Records for this exercise section start

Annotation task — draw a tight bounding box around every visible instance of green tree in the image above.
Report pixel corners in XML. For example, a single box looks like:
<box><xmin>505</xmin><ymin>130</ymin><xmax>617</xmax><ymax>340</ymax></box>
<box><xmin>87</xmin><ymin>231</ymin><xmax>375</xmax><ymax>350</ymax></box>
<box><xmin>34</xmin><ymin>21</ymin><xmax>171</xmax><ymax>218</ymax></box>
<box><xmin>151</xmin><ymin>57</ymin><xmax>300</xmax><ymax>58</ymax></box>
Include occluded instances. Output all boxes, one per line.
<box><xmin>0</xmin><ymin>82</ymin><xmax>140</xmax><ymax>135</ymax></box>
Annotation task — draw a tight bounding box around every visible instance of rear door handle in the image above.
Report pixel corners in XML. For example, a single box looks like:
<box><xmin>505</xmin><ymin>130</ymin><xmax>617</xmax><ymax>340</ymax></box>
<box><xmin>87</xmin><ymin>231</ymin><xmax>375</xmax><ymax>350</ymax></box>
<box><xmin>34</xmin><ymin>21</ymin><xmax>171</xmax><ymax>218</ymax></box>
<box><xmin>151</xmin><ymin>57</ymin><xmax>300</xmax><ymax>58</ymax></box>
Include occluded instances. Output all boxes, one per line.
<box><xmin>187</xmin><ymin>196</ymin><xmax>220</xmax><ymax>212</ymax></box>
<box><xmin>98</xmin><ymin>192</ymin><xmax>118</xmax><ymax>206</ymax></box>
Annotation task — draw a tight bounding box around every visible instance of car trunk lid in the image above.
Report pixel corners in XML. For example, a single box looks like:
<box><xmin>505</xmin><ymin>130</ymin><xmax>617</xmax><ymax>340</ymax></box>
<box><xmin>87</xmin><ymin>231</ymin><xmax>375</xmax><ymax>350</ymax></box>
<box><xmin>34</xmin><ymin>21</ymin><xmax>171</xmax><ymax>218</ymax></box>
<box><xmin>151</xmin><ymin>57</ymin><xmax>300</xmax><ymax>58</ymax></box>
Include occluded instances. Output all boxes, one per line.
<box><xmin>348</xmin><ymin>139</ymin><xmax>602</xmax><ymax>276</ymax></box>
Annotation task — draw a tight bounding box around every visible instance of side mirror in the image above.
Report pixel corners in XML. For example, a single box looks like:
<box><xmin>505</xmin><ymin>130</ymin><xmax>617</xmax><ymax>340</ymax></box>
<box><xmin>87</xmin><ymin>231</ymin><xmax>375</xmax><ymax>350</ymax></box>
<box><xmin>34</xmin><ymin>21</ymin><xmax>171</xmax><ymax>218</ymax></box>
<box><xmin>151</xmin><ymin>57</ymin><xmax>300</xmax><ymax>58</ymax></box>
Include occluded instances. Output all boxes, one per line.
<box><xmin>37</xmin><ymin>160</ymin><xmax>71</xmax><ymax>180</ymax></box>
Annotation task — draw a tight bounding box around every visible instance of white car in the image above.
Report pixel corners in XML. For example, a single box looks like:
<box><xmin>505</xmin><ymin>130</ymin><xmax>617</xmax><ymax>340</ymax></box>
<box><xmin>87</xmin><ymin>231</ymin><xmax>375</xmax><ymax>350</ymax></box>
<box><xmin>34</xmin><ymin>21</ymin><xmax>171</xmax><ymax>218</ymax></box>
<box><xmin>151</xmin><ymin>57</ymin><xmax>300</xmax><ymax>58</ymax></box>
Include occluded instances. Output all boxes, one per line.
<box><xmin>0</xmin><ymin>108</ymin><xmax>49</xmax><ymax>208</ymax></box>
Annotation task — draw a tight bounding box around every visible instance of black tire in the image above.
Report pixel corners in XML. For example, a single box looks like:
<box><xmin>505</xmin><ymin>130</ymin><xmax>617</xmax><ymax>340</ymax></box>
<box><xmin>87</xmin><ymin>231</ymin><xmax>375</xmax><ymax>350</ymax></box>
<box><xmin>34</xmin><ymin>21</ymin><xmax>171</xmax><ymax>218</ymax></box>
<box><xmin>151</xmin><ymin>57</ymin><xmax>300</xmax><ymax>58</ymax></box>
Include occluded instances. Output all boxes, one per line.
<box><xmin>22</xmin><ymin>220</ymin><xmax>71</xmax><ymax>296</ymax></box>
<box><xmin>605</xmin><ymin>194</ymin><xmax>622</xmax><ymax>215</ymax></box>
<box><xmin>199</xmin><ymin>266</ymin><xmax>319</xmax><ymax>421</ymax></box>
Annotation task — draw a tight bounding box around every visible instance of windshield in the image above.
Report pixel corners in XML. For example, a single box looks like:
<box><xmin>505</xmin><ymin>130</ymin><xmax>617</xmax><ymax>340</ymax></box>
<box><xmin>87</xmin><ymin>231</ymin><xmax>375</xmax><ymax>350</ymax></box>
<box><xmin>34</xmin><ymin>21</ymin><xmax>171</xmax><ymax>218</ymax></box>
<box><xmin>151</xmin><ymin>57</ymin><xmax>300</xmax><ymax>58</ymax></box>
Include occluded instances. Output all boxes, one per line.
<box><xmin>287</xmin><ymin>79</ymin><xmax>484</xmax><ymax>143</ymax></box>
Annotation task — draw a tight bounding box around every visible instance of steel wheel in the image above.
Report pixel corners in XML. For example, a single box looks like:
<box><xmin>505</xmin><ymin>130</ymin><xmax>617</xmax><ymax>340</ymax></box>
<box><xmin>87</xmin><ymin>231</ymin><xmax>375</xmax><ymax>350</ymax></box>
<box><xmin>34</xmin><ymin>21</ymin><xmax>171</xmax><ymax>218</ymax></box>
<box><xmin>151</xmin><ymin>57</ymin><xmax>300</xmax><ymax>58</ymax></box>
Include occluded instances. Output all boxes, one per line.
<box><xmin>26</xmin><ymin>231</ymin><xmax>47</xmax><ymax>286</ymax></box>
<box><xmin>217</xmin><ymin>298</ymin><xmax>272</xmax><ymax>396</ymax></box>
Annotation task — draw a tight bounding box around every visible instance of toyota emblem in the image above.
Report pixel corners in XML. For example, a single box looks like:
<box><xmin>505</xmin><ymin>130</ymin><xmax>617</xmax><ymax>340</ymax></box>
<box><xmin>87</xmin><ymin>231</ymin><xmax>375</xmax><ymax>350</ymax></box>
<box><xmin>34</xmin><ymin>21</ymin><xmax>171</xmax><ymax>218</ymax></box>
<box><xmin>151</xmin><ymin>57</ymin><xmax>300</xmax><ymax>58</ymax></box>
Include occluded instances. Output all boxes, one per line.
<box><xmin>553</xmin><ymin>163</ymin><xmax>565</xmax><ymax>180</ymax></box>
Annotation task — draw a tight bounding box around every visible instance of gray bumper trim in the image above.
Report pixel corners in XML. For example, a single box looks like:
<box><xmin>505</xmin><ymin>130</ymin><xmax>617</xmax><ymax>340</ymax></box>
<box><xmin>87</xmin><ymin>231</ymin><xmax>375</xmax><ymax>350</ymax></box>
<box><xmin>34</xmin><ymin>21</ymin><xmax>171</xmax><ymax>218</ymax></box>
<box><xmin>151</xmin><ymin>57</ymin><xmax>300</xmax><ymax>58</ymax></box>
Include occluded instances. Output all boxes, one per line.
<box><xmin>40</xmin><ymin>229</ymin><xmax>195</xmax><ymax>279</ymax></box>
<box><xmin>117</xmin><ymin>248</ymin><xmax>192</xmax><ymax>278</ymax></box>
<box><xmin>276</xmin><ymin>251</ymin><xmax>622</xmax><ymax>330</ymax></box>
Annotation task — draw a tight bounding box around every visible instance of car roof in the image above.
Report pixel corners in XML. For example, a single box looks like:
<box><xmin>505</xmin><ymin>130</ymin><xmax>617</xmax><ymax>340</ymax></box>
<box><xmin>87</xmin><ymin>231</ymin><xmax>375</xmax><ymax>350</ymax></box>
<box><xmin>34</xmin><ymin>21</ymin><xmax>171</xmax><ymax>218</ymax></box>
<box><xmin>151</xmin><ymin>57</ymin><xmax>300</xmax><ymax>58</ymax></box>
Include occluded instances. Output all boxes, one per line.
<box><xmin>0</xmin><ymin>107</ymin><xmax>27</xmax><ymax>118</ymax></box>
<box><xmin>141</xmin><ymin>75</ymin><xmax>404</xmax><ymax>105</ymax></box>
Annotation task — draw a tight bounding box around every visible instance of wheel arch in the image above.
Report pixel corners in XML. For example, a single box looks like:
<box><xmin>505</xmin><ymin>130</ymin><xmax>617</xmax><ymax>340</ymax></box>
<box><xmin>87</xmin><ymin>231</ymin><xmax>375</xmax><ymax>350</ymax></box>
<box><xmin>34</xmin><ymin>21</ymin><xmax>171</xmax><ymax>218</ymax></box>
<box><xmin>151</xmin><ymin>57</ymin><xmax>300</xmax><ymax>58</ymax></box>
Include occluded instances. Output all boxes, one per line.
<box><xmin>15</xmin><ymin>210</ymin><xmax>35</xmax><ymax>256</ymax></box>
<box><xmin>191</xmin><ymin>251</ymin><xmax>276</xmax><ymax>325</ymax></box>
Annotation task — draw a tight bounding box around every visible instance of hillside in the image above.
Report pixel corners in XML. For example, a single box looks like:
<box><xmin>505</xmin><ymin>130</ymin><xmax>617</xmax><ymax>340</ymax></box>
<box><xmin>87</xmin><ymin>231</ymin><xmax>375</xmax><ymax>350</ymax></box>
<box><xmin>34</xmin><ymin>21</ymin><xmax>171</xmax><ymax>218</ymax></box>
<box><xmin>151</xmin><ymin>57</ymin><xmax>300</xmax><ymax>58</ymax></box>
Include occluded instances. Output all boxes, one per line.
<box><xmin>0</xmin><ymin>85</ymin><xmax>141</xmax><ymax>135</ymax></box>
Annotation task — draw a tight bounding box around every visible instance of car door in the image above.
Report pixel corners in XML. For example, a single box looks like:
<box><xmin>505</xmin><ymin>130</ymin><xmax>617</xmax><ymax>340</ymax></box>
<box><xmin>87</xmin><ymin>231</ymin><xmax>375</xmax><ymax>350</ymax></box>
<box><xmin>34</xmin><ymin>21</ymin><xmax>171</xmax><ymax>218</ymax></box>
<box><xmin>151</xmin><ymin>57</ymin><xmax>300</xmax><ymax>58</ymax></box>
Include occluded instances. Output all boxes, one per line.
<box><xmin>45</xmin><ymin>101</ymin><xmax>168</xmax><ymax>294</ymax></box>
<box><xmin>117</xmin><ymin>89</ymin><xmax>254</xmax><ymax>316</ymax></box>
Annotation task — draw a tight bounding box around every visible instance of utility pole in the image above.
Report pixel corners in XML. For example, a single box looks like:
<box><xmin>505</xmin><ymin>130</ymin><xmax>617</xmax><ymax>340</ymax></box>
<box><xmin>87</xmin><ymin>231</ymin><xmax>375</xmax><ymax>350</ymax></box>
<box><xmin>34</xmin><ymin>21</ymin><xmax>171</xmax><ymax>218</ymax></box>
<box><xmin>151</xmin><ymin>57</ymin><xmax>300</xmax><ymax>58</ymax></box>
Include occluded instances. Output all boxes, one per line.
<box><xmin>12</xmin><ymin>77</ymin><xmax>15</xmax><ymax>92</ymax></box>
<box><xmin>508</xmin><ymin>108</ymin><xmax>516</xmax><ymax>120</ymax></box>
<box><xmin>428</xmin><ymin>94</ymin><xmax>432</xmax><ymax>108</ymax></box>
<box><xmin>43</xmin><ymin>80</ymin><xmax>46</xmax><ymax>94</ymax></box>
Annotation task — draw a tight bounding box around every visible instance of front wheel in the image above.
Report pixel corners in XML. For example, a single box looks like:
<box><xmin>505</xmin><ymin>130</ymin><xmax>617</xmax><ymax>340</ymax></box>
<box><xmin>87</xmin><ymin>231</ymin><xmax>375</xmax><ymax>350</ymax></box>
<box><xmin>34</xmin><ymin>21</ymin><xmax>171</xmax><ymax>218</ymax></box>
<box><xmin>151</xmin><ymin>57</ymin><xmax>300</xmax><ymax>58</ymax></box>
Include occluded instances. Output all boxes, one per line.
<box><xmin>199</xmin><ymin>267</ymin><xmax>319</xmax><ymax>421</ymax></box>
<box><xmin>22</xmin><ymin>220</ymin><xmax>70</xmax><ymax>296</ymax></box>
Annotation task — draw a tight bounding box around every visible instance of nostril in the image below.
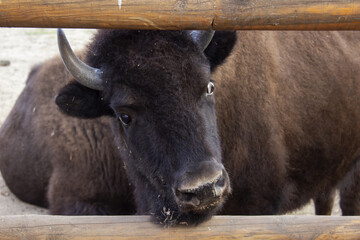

Records for this exercise section end

Task to complete:
Your reply must contain exactly the lines from the first line of the data through the line holding "handle in the image above.", and nothing more.

Exercise output:
Annotation task — draw a tight bounding box around every visible instance of green tree in the image above.
Report pixel corners in XML. For example, a single box looks like:
<box><xmin>505</xmin><ymin>130</ymin><xmax>617</xmax><ymax>340</ymax></box>
<box><xmin>87</xmin><ymin>231</ymin><xmax>375</xmax><ymax>350</ymax></box>
<box><xmin>34</xmin><ymin>21</ymin><xmax>171</xmax><ymax>218</ymax></box>
<box><xmin>151</xmin><ymin>57</ymin><xmax>300</xmax><ymax>58</ymax></box>
Include occluded instances. Output all boxes, one per line.
<box><xmin>0</xmin><ymin>82</ymin><xmax>140</xmax><ymax>135</ymax></box>
Annotation task — draw a tight bounding box around every visible instance of rear door handle in the image above.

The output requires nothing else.